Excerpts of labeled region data
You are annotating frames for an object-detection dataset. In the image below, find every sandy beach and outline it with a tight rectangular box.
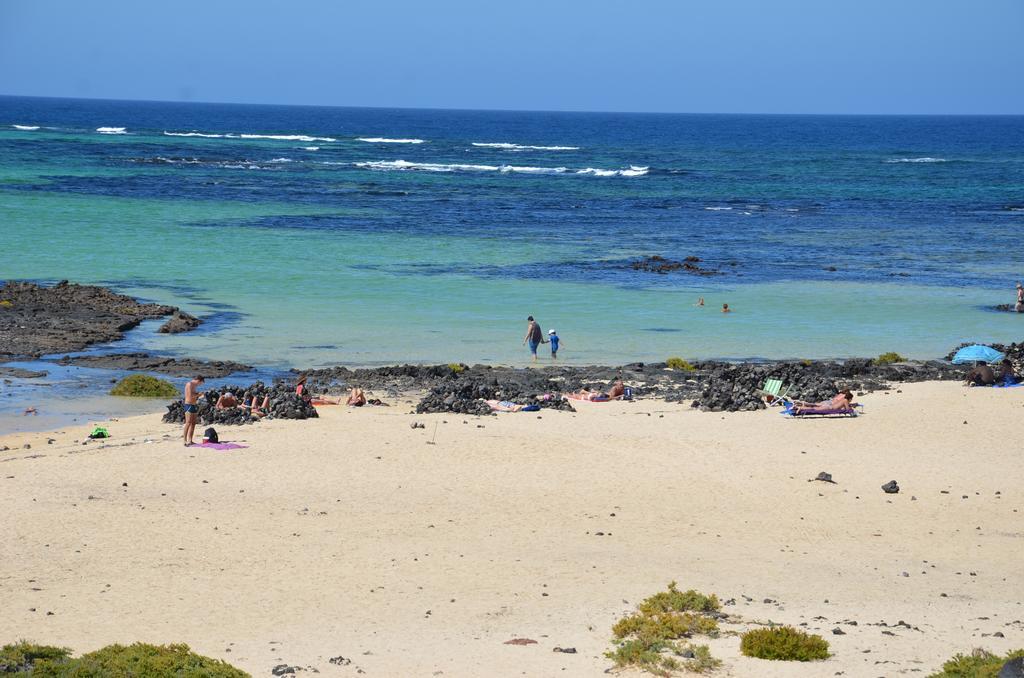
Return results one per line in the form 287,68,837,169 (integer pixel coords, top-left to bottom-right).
0,382,1024,677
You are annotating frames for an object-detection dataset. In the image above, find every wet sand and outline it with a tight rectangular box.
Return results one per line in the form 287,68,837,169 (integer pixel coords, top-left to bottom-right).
0,382,1024,678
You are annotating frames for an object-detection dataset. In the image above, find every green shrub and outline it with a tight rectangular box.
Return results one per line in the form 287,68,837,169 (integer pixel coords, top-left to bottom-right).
739,626,828,662
665,356,696,372
604,582,721,676
20,643,249,678
111,374,178,397
0,640,71,674
928,647,1024,678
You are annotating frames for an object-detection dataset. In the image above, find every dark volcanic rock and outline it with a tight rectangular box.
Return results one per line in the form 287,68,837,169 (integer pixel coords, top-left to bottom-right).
57,353,252,379
0,367,48,379
996,656,1024,678
157,310,202,334
630,254,721,276
164,381,317,426
0,281,201,361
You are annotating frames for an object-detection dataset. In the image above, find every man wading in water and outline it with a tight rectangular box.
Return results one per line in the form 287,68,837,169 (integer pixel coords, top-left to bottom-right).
184,375,206,448
522,315,548,363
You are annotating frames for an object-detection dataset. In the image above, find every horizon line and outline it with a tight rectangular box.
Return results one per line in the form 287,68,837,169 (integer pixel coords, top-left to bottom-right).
0,93,1024,118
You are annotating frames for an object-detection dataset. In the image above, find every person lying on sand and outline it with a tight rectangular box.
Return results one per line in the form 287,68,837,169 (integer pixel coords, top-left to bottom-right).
569,379,626,401
484,400,526,412
345,386,367,408
213,391,239,410
793,388,853,415
964,361,995,386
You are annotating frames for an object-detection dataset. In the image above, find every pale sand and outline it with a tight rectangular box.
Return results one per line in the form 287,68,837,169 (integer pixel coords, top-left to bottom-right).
0,383,1024,677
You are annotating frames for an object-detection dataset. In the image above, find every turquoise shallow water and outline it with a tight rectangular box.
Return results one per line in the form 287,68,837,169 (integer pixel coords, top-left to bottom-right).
0,97,1024,378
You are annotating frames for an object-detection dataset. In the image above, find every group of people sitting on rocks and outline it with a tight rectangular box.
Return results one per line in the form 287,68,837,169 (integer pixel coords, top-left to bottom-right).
213,391,270,418
965,358,1021,386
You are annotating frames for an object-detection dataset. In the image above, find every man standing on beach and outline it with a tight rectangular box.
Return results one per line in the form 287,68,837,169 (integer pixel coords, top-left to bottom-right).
522,315,547,363
184,375,206,448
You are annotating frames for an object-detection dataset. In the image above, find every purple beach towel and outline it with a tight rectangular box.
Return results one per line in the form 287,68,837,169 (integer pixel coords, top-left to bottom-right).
199,442,249,450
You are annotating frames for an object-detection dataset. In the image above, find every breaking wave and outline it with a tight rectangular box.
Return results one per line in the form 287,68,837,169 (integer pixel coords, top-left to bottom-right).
886,158,949,164
473,141,580,151
355,136,425,143
235,134,338,141
164,130,224,139
161,133,338,143
353,160,638,176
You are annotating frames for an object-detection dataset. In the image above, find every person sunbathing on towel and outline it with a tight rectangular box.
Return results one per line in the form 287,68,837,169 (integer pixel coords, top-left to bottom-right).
484,400,526,412
242,395,270,419
213,391,239,410
793,388,853,415
572,379,626,401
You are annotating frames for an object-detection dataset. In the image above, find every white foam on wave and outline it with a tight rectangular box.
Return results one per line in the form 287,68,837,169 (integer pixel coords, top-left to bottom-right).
886,158,948,163
164,130,224,139
234,134,338,141
354,160,501,172
472,141,580,151
356,160,649,176
499,165,569,174
355,136,426,143
577,165,650,176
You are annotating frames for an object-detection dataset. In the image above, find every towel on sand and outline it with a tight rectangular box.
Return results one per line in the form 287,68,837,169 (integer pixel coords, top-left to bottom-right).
199,442,249,450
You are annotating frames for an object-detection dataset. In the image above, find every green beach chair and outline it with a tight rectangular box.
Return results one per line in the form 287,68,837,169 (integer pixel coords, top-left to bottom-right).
756,379,790,405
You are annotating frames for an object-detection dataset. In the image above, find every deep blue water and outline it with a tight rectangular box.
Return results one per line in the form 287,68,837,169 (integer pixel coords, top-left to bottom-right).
0,97,1024,287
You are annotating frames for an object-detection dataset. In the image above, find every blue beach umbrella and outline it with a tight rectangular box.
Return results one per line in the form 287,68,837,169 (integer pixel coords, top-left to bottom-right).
953,344,1006,365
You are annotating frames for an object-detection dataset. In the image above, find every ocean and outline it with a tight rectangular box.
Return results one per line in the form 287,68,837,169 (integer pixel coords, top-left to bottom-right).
0,97,1024,385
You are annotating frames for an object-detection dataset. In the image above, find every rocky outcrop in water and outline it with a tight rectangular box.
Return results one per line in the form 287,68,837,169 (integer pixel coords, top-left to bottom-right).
164,381,317,425
684,358,967,412
56,353,252,379
294,358,966,414
630,254,721,276
157,310,202,334
0,281,198,361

▶ EXERCISE:
Please rewrite the data from its first line through the line holding "0,382,1024,678", inclusive, as a numbered list with blank lines dropped. Omit the pictures.

▶ ANSWER TO THE EXERCISE:
1. You are annotating frames for an object-detection dataset. In the image below, find every sandy beach and outline it with a tight rectangular box.
2. Return results one per line in the form 287,68,837,169 (integer pixel coords, top-left to bottom-right).
3. 0,382,1024,677
4. You are annotating frames for an object-detection dataset. In the image above, find every wet sand and outline it with a tight rectangular box.
5. Return results one per line in the form 287,68,837,169 (integer pixel coords, top-left to bottom-right).
6. 0,382,1024,678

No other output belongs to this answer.